[start ROWS]

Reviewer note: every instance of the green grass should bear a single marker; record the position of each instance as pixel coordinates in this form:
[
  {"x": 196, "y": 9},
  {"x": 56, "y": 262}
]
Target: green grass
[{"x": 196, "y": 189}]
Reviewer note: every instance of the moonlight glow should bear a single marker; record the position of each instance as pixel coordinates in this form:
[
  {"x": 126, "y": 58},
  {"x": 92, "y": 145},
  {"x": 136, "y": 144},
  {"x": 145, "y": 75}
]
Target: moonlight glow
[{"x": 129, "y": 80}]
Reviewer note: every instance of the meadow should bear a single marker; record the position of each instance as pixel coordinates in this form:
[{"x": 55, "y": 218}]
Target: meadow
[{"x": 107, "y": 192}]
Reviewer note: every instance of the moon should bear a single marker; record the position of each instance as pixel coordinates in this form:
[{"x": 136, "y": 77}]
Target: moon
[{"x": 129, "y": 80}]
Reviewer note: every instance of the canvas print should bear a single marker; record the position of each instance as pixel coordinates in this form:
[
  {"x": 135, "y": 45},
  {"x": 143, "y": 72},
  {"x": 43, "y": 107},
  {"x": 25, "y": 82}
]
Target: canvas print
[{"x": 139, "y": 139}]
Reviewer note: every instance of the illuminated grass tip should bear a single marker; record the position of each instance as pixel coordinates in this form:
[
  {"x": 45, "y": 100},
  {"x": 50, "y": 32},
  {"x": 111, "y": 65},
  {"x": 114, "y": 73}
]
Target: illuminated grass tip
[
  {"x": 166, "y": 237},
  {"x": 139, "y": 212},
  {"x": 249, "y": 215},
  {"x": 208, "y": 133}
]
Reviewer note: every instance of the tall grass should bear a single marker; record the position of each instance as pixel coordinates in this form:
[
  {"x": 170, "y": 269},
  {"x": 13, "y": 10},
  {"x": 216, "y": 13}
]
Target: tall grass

[end ROWS]

- JOB
Repeat, with no changes, each line from the one with "Reviewer note: every instance of the illuminated" to the end of the listing, including both ends and nothing else.

- TASK RESPONSE
Reviewer note: every instance of the illuminated grass tip should bear a single marker; record the position of each instance as pixel coordinates in this form:
[
  {"x": 45, "y": 100},
  {"x": 50, "y": 32},
  {"x": 111, "y": 65},
  {"x": 114, "y": 73}
]
Target: illuminated grass tip
[
  {"x": 166, "y": 237},
  {"x": 139, "y": 212},
  {"x": 249, "y": 215},
  {"x": 208, "y": 133}
]
Reviewer note: every instance of the tall grass should bear a single marker; record the position of each instance as pixel coordinates in this form:
[
  {"x": 170, "y": 269},
  {"x": 13, "y": 10},
  {"x": 216, "y": 13}
]
Target: tall grass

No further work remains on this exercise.